- SHORT EXERCISE: Collect every line in the entries below that contains the word "grey", and copy each of those lines in full. Case counts when matching.

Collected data

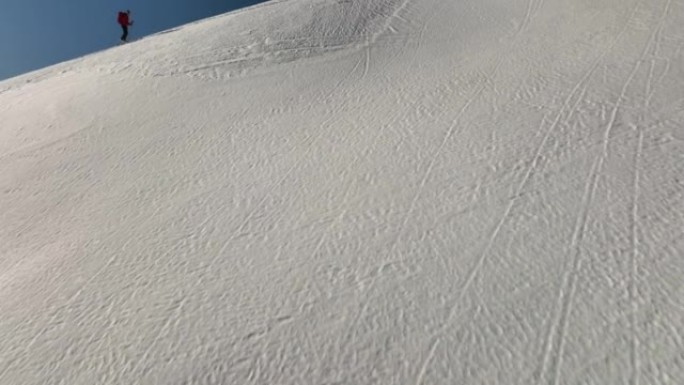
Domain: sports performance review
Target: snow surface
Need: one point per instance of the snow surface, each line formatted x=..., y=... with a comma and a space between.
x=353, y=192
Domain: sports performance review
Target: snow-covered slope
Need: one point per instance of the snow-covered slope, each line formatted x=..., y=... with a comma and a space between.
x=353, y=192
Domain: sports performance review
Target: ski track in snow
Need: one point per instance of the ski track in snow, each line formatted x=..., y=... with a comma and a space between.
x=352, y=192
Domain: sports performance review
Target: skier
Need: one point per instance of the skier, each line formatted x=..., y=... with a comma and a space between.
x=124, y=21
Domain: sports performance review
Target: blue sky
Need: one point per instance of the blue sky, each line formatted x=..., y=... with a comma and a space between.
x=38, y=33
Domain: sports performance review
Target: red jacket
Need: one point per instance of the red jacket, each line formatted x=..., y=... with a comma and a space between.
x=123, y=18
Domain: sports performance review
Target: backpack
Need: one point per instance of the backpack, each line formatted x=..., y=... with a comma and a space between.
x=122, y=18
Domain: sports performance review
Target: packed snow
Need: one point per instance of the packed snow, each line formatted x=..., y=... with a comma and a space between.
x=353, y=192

--

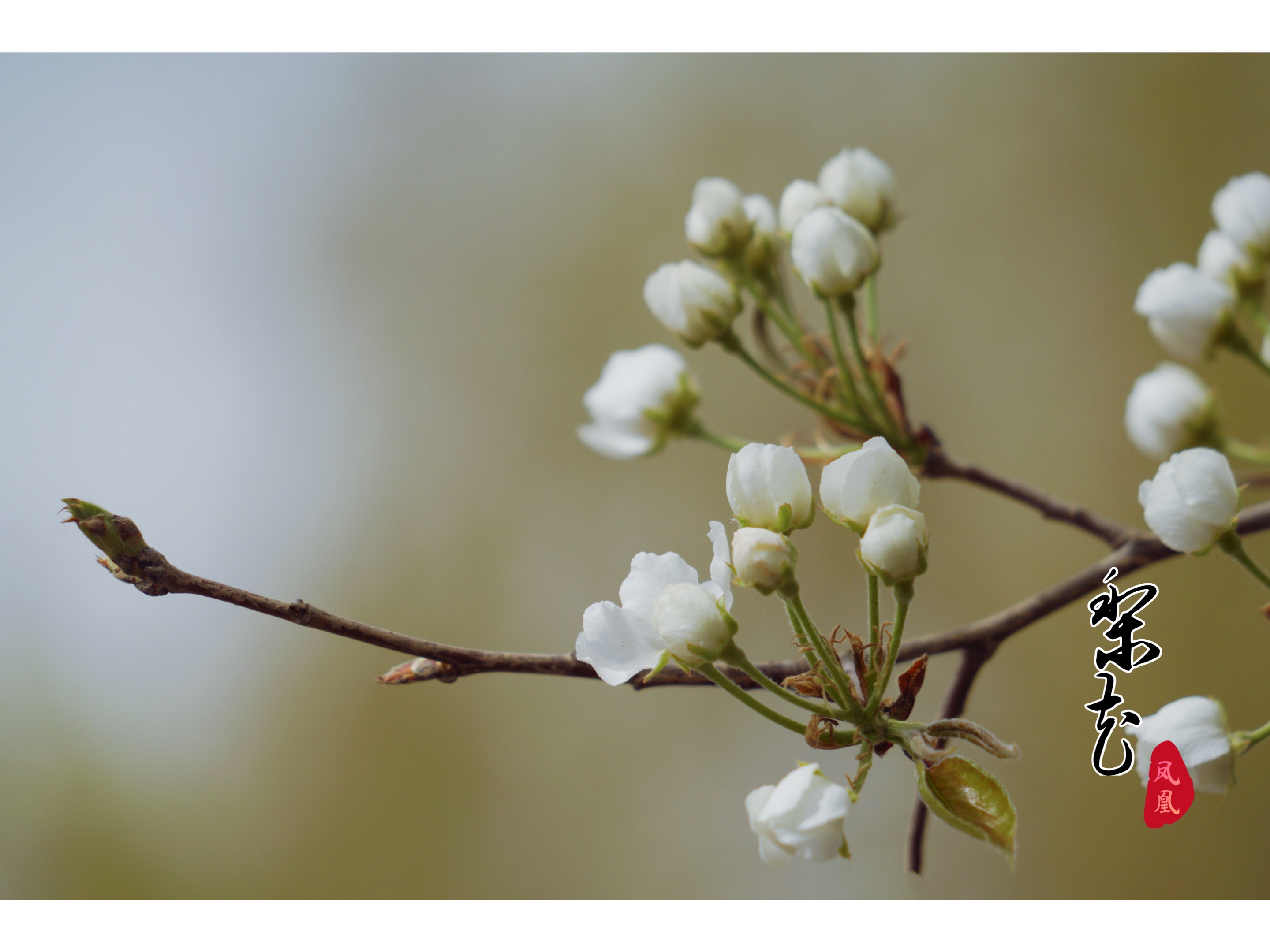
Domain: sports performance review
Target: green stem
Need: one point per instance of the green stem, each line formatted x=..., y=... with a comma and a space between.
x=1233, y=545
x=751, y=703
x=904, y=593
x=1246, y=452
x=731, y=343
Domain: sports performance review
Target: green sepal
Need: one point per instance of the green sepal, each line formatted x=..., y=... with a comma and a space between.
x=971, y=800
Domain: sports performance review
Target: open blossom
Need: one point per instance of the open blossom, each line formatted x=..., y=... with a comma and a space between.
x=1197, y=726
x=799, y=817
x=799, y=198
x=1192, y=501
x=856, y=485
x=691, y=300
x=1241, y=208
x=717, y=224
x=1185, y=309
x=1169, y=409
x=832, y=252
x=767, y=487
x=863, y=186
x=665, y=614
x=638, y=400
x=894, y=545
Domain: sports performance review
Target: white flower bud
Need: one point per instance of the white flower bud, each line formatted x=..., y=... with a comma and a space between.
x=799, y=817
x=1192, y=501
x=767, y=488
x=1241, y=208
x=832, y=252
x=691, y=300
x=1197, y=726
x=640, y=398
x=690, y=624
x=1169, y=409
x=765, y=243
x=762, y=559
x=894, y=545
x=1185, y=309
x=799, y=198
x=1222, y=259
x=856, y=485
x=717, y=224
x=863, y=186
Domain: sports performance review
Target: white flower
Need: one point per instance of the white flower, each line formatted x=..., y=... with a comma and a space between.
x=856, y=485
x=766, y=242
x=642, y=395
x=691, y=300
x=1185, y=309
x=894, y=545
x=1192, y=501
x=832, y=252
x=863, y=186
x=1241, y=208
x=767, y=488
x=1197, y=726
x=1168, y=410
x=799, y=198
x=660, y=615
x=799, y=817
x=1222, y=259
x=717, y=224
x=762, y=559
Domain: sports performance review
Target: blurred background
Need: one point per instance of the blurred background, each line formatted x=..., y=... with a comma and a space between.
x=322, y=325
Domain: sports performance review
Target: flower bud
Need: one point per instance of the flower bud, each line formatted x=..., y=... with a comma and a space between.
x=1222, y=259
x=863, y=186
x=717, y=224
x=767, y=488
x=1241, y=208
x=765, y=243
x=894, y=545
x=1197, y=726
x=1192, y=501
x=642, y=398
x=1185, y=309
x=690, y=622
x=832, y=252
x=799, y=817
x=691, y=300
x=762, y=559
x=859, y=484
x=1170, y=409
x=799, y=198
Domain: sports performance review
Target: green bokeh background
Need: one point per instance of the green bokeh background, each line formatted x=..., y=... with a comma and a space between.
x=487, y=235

--

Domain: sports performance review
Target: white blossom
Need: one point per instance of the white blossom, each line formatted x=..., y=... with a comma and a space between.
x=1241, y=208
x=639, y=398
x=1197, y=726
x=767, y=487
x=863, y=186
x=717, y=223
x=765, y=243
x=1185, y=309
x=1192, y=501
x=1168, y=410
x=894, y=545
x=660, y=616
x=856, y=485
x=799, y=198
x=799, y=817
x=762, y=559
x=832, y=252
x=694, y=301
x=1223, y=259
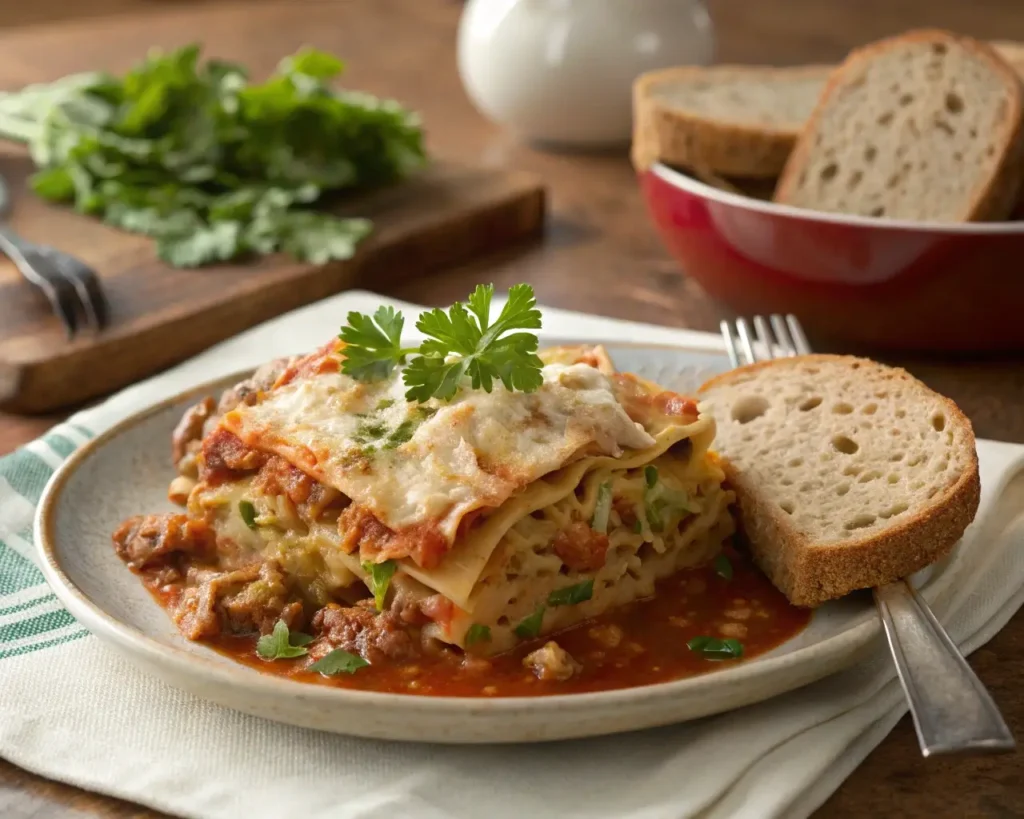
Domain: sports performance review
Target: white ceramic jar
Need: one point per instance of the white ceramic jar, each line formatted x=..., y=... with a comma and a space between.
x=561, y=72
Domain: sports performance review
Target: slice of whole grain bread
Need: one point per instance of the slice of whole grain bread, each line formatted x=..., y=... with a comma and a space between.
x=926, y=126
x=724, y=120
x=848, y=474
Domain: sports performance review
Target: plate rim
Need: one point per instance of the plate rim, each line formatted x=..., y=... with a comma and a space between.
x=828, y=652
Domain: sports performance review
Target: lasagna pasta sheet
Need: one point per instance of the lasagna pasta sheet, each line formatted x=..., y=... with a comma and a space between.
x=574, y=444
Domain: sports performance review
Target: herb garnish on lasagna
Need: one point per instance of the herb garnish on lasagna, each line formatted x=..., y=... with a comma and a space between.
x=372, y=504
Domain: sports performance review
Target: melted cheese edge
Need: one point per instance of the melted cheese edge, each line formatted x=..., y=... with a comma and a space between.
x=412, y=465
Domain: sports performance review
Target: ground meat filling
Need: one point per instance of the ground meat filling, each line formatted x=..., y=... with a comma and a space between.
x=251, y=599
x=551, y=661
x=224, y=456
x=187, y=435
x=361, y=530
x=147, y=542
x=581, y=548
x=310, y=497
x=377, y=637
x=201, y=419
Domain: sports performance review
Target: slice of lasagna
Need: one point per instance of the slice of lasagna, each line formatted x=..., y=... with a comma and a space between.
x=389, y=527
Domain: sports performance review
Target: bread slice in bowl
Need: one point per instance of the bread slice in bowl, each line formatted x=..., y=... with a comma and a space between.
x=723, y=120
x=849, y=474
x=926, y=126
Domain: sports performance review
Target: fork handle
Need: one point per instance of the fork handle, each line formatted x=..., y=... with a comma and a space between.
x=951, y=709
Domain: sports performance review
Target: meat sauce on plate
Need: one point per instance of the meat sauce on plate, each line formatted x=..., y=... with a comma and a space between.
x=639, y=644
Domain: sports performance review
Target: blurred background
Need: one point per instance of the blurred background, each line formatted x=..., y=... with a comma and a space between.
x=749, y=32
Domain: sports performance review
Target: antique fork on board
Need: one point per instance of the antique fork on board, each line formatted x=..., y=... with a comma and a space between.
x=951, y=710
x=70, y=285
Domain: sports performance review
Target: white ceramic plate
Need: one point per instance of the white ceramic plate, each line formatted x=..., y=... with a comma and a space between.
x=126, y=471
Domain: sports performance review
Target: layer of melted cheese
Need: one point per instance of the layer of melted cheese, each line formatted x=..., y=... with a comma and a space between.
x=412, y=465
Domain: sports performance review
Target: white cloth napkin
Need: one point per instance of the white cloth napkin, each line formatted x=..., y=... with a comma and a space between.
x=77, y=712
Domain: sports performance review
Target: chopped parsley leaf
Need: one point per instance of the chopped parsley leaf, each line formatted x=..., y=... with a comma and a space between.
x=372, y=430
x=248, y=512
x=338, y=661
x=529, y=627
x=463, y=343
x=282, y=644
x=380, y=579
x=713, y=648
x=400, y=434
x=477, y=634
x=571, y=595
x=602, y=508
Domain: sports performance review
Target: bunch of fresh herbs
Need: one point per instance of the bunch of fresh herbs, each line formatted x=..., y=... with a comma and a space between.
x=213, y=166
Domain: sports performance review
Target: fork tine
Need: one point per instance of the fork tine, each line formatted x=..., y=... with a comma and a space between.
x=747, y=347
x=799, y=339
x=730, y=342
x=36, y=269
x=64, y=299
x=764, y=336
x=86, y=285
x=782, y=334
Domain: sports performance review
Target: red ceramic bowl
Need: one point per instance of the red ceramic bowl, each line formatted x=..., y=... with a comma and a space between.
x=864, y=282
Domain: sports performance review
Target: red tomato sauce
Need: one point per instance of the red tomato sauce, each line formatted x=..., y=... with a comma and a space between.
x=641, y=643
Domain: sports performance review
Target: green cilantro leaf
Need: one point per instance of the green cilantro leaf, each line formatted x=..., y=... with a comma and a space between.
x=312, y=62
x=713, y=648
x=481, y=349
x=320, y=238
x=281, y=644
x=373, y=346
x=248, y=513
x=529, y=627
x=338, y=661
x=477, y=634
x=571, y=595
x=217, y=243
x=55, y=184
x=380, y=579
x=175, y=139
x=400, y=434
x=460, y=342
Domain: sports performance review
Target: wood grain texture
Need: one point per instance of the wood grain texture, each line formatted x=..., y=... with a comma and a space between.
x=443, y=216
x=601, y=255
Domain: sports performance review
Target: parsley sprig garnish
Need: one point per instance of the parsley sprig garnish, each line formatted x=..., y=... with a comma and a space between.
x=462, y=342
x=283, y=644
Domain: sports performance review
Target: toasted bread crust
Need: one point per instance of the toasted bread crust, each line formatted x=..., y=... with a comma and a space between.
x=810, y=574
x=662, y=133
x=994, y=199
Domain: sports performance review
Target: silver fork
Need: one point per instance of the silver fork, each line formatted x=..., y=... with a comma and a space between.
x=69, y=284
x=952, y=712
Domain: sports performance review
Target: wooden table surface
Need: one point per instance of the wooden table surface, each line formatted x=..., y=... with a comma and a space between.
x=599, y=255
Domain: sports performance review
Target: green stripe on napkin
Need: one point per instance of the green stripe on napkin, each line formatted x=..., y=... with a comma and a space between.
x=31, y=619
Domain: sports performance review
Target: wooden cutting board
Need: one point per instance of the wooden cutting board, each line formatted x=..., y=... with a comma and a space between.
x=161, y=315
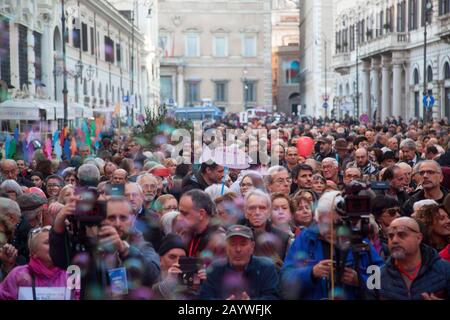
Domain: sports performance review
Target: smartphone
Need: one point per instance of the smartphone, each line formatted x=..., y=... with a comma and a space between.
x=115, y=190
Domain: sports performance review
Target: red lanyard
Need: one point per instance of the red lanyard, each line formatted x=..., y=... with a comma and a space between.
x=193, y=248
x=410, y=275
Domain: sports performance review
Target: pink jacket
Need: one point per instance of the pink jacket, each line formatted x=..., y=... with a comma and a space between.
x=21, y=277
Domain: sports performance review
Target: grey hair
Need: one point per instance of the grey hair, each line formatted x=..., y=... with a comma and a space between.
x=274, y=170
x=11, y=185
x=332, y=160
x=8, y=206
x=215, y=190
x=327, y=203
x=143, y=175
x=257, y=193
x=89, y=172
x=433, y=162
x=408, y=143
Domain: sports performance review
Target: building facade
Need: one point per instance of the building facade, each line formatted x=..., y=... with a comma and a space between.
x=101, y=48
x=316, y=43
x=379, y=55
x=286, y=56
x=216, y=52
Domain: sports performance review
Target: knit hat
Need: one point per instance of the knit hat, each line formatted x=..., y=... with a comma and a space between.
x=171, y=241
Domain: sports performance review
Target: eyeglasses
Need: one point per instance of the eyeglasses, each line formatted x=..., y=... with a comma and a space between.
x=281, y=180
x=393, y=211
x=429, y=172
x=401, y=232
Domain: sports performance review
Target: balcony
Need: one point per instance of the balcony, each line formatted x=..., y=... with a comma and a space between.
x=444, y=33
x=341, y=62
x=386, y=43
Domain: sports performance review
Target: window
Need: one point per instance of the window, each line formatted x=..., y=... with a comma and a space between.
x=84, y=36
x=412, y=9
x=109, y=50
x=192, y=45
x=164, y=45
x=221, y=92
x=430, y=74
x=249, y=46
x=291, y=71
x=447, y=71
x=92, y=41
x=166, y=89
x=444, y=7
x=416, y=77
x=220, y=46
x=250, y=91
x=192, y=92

- RESULT:
Target: grey hair
Need: one point per instance of the grey hair, each line formatted x=..., y=... with a comma and a space between.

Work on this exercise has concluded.